Document text: Begin

“I Wish That MSUPD Did Not Exist,” Says ASMSU Representative
Updated: Oct 14, 2020
"The discussion of the bill soon turned to a lecture on breaking police stereotypes and provided a safe space for ASMSU representatives to openly decry their resentment of the police."
Author: Grant Layle
Michigan State University’s student government met on Dec. 6 to debate passing legislation regarding community policing.
The Community Policing Bill was proposed by Eli Pales, the former Vice President of Governmental Affairs.
Pales argued that while the MSU Police Department (MSUPD) has done an effective job at protecting communities, rather than prosecute minor and harmless offenses, more
can be done within MSU’s campus.
Prior to the discussion, Lieutenant Chris Rozman from the MSUPD presented before the General Assembly to talk “Unity through Community Policing.”
After the presentation, several ASMSU representatives agreed that the MSUPD needed to put more effort into reaching out to students.
However, others in the assembly voiced their concern that a larger police presence would threaten students and target minorities.

Document text: End

Task instructions:
[a] In the article about the ASMSU community policing debate, who proposed the Community Policing Bill?
[b] Transcribe a passage from the article about the ASMSU community policing debate, beginning at the words "After the presentation, several" and ending after the words "and target minorities.".

Given records: Begin

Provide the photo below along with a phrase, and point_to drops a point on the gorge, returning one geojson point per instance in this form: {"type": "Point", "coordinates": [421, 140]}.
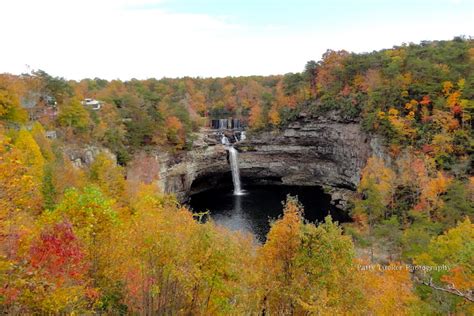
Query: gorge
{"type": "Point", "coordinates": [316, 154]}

Given records: End
Given records: Begin

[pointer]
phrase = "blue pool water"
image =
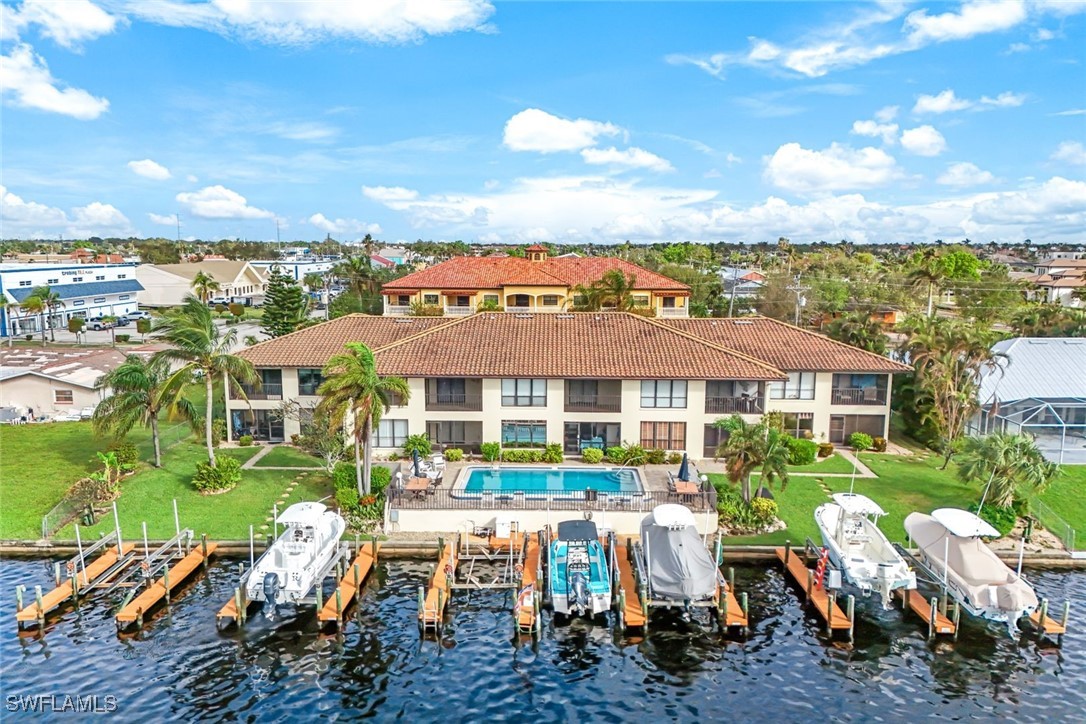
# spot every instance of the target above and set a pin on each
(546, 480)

Given records: End
Given records: Begin

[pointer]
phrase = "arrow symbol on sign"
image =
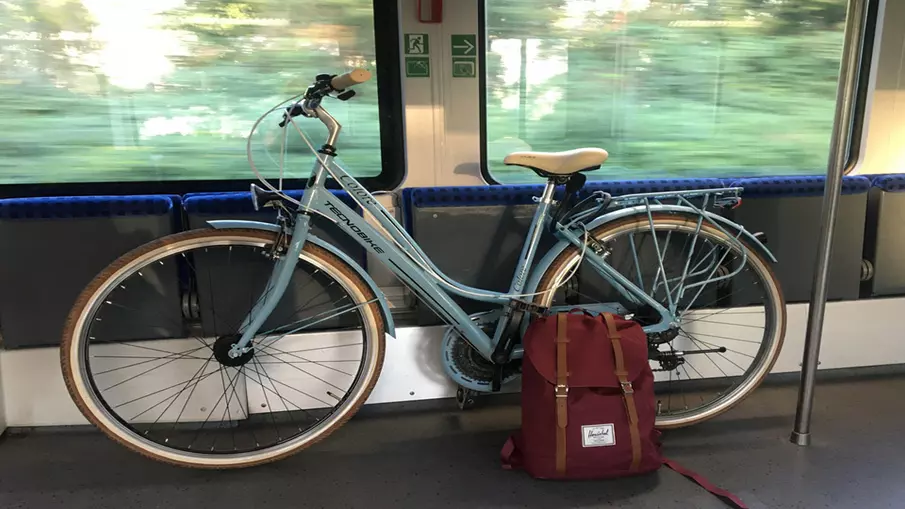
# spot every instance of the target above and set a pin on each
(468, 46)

Given records: End

Solutions by task:
[a] Eli Pales, the former Vice President of Governmental Affairs.

[b]
After the presentation, several ASMSU representatives agreed that the MSUPD needed to put more effort into reaching out to students.
However, others in the assembly voiced their concern that a larger police presence would threaten students and target minorities.